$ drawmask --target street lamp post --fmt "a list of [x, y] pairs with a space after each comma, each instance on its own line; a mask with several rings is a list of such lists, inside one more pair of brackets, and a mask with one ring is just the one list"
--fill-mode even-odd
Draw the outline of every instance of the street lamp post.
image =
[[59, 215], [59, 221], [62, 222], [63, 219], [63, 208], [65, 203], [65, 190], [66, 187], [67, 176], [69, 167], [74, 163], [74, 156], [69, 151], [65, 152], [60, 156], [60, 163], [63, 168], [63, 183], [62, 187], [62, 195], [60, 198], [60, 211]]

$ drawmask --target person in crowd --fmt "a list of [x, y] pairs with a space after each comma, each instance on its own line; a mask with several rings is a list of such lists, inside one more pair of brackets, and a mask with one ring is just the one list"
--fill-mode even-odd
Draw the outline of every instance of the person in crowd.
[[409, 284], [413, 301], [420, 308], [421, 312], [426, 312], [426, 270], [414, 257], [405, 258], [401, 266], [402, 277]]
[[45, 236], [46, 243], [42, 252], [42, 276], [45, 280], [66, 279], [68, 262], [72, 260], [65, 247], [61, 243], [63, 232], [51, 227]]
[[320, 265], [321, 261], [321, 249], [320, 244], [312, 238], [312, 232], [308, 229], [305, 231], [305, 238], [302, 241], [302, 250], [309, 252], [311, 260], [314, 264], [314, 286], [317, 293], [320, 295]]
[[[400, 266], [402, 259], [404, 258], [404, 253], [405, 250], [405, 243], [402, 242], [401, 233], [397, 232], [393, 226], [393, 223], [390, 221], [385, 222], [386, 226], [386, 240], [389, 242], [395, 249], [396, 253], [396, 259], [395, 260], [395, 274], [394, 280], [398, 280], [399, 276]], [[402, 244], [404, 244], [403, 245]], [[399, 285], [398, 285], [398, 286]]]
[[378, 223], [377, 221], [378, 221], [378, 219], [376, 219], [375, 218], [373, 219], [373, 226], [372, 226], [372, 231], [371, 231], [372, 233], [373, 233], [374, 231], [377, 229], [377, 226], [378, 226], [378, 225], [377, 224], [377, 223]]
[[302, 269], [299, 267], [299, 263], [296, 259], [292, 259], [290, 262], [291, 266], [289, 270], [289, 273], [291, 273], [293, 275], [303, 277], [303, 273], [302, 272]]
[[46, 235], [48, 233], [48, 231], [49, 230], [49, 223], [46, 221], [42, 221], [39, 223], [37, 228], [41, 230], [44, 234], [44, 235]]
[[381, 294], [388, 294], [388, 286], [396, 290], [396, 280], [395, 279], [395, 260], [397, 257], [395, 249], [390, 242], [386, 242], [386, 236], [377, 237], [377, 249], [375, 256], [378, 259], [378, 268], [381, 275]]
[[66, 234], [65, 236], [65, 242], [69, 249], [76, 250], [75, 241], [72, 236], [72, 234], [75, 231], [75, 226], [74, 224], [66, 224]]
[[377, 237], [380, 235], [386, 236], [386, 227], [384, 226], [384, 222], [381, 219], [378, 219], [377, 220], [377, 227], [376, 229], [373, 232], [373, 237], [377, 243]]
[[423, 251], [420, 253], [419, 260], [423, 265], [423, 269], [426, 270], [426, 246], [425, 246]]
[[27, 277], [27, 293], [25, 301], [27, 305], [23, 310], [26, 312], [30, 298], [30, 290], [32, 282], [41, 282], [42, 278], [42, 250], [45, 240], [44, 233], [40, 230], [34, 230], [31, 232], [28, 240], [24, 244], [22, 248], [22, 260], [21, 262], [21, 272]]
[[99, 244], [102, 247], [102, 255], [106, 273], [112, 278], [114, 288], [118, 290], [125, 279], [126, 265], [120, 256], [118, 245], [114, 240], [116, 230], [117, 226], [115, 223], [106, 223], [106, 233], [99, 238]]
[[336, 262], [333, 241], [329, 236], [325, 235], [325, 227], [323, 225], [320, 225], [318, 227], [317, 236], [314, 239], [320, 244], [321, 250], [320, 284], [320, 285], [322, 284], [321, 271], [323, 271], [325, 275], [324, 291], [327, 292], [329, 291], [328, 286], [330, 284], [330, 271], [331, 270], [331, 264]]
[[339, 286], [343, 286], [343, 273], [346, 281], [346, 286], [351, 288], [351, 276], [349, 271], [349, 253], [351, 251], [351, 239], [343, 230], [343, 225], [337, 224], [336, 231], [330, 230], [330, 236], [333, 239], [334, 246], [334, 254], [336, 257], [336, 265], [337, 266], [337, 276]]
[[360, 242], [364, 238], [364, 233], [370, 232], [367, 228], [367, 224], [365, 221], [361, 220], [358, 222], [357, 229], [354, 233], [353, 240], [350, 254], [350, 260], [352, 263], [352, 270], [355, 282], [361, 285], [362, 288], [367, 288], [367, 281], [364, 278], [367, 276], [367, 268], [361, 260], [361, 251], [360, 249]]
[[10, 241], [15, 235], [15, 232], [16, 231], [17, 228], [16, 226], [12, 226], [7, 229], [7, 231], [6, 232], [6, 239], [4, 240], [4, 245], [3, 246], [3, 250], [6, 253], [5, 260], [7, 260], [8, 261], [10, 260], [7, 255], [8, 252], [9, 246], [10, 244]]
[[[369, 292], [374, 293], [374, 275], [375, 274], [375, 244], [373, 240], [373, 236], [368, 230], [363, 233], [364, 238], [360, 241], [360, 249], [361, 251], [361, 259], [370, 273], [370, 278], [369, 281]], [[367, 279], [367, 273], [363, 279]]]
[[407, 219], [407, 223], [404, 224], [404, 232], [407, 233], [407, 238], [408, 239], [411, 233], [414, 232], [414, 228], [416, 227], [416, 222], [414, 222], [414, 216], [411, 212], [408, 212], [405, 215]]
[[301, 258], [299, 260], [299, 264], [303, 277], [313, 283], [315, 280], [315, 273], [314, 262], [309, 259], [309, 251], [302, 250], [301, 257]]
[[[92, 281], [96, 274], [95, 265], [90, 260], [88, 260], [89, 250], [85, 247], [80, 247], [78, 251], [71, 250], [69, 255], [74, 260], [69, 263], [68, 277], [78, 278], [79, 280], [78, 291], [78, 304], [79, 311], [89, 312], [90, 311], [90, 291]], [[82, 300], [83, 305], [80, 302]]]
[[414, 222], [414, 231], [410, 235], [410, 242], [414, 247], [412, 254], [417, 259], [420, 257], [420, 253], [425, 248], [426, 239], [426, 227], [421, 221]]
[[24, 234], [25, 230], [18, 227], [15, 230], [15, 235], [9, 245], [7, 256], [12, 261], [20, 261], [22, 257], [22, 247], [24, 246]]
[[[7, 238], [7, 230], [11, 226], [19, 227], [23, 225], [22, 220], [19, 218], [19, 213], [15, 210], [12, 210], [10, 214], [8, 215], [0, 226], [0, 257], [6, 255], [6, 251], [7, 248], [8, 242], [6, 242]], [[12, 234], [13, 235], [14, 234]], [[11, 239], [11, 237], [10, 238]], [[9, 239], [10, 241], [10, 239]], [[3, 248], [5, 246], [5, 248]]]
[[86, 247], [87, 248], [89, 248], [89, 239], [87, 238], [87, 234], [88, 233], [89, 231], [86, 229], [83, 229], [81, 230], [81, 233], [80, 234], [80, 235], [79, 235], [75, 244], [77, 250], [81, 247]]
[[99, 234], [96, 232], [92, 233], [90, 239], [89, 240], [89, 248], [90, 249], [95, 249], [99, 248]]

****************

Copy all of the rows above, line for line, with no character changed.

$ drawmask --target street lamp post --fmt "a list of [x, y] pairs with a space after each comma, each instance on its own line; a mask with several rings is a list of such lists, inside one more pair of brackets, and a mask with one ring is just the one list"
--fill-mode even-odd
Draw the outline of every instance of the street lamp post.
image =
[[59, 215], [59, 221], [62, 222], [63, 219], [63, 208], [65, 203], [65, 190], [66, 187], [67, 176], [69, 167], [74, 163], [74, 156], [69, 151], [65, 152], [60, 156], [60, 163], [63, 168], [63, 183], [62, 187], [62, 195], [60, 198], [60, 211]]

$ drawmask --target person in crowd --fmt "a list of [x, y] pairs with a space after each comma, each instance on its own line; a mask with several rings is a list of such lists, inside one more pair of brackets, and a mask with one ring is just the one list"
--fill-mode even-odd
Draw the outline of every instance of the person in crowd.
[[409, 284], [413, 301], [420, 308], [421, 312], [426, 312], [426, 270], [414, 257], [405, 258], [401, 266], [402, 277]]
[[45, 236], [46, 243], [42, 252], [42, 276], [45, 280], [66, 279], [68, 262], [72, 260], [65, 247], [61, 243], [63, 232], [51, 227]]
[[320, 265], [321, 261], [321, 249], [320, 244], [312, 238], [312, 232], [308, 229], [305, 231], [305, 238], [302, 241], [302, 250], [309, 252], [311, 260], [314, 264], [314, 286], [317, 293], [320, 295]]
[[[400, 266], [402, 259], [404, 258], [404, 253], [405, 250], [405, 243], [402, 242], [401, 233], [397, 232], [393, 226], [393, 223], [390, 221], [385, 222], [386, 226], [386, 240], [389, 242], [395, 249], [396, 253], [396, 259], [395, 260], [395, 274], [394, 280], [398, 280], [399, 276]], [[402, 244], [404, 244], [403, 245]], [[399, 285], [398, 285], [398, 286]]]
[[378, 223], [377, 221], [378, 221], [378, 219], [376, 219], [375, 218], [373, 219], [373, 226], [372, 226], [372, 231], [371, 231], [372, 233], [373, 233], [374, 231], [377, 229], [377, 226], [378, 226], [378, 225], [377, 224], [377, 223]]
[[302, 269], [299, 267], [299, 263], [296, 259], [292, 259], [290, 262], [291, 266], [289, 270], [289, 273], [291, 273], [293, 275], [303, 277], [303, 273], [302, 272]]
[[46, 235], [48, 233], [48, 231], [49, 230], [49, 223], [46, 221], [42, 221], [39, 223], [37, 228], [41, 230], [44, 234], [44, 235]]
[[381, 294], [388, 294], [388, 286], [396, 290], [396, 280], [395, 279], [395, 260], [397, 257], [395, 249], [390, 242], [386, 242], [386, 236], [377, 237], [377, 249], [375, 256], [378, 259], [378, 268], [381, 275]]
[[66, 234], [65, 236], [65, 242], [69, 249], [76, 250], [75, 241], [72, 236], [72, 234], [75, 231], [75, 226], [74, 224], [66, 224]]
[[377, 237], [380, 235], [386, 236], [386, 227], [384, 226], [384, 222], [381, 219], [378, 219], [377, 220], [377, 227], [376, 229], [373, 232], [373, 237], [377, 243]]
[[423, 251], [420, 253], [419, 260], [423, 265], [423, 269], [426, 270], [426, 246], [425, 246]]
[[27, 277], [27, 293], [25, 301], [27, 305], [23, 310], [26, 312], [30, 298], [30, 290], [32, 282], [41, 282], [42, 278], [42, 250], [45, 240], [44, 233], [40, 230], [34, 230], [31, 232], [28, 240], [24, 244], [22, 248], [22, 260], [21, 262], [21, 272]]
[[99, 244], [102, 247], [102, 255], [106, 273], [112, 278], [114, 288], [118, 290], [125, 279], [126, 265], [120, 256], [118, 245], [114, 240], [116, 230], [117, 226], [115, 223], [106, 223], [106, 233], [99, 238]]
[[336, 262], [333, 241], [329, 236], [325, 235], [325, 227], [323, 225], [320, 225], [318, 227], [317, 236], [314, 239], [320, 244], [321, 250], [320, 284], [320, 285], [322, 284], [321, 271], [323, 271], [325, 275], [324, 291], [327, 292], [329, 291], [328, 286], [330, 284], [330, 271], [331, 270], [331, 264]]
[[339, 286], [343, 286], [343, 273], [346, 281], [346, 286], [351, 288], [351, 276], [349, 271], [349, 253], [351, 251], [351, 239], [343, 230], [343, 225], [337, 224], [336, 231], [330, 230], [330, 236], [333, 239], [334, 246], [334, 254], [336, 257], [336, 265], [337, 266], [337, 276]]
[[360, 242], [364, 238], [364, 233], [370, 232], [367, 228], [367, 224], [365, 221], [361, 220], [358, 222], [357, 229], [354, 233], [353, 240], [350, 254], [350, 260], [352, 263], [352, 270], [355, 282], [361, 285], [362, 288], [367, 288], [367, 281], [364, 278], [367, 276], [367, 268], [361, 260], [361, 251], [360, 249]]
[[10, 241], [15, 235], [15, 232], [16, 231], [17, 228], [16, 226], [12, 226], [7, 229], [7, 231], [6, 232], [6, 239], [4, 240], [4, 245], [3, 246], [3, 250], [6, 253], [5, 260], [7, 260], [8, 261], [10, 260], [7, 255], [8, 252], [9, 246], [10, 244]]
[[[369, 292], [374, 293], [374, 275], [375, 274], [375, 244], [373, 240], [373, 236], [368, 230], [363, 233], [364, 238], [360, 241], [360, 249], [361, 251], [361, 259], [370, 273], [370, 278], [369, 281]], [[367, 279], [367, 273], [363, 279]]]
[[407, 219], [407, 223], [404, 224], [404, 232], [407, 233], [407, 238], [408, 239], [411, 233], [414, 232], [414, 228], [416, 227], [416, 222], [414, 222], [414, 216], [411, 212], [408, 212], [405, 215]]
[[301, 258], [299, 260], [299, 264], [303, 277], [313, 283], [315, 280], [315, 273], [314, 262], [309, 259], [309, 251], [302, 250], [301, 257]]
[[[92, 281], [96, 274], [95, 265], [90, 260], [88, 260], [89, 250], [85, 247], [80, 247], [78, 251], [71, 250], [69, 255], [74, 260], [69, 263], [68, 277], [78, 278], [79, 280], [78, 291], [78, 304], [79, 311], [89, 312], [90, 311], [90, 291]], [[82, 300], [83, 305], [80, 302]]]
[[414, 222], [414, 231], [410, 235], [410, 242], [414, 247], [412, 254], [417, 259], [420, 257], [420, 253], [425, 248], [426, 239], [426, 227], [421, 221]]
[[24, 234], [25, 230], [18, 227], [15, 230], [15, 235], [9, 245], [7, 256], [12, 261], [20, 261], [22, 257], [22, 247], [24, 246]]
[[[7, 238], [7, 230], [11, 226], [19, 227], [23, 225], [22, 220], [19, 218], [19, 213], [15, 210], [12, 210], [10, 214], [8, 215], [0, 226], [0, 257], [6, 255], [6, 251], [7, 248], [8, 242], [6, 242]], [[12, 234], [13, 235], [14, 234]], [[11, 239], [11, 237], [10, 238]], [[9, 239], [10, 241], [10, 239]], [[3, 248], [5, 246], [5, 248]]]
[[86, 247], [87, 248], [89, 248], [89, 239], [87, 238], [87, 234], [88, 233], [89, 231], [86, 229], [83, 229], [81, 230], [81, 233], [80, 234], [80, 235], [79, 235], [75, 244], [77, 250], [81, 247]]
[[99, 234], [96, 232], [92, 233], [90, 239], [89, 240], [89, 248], [90, 249], [95, 249], [99, 248]]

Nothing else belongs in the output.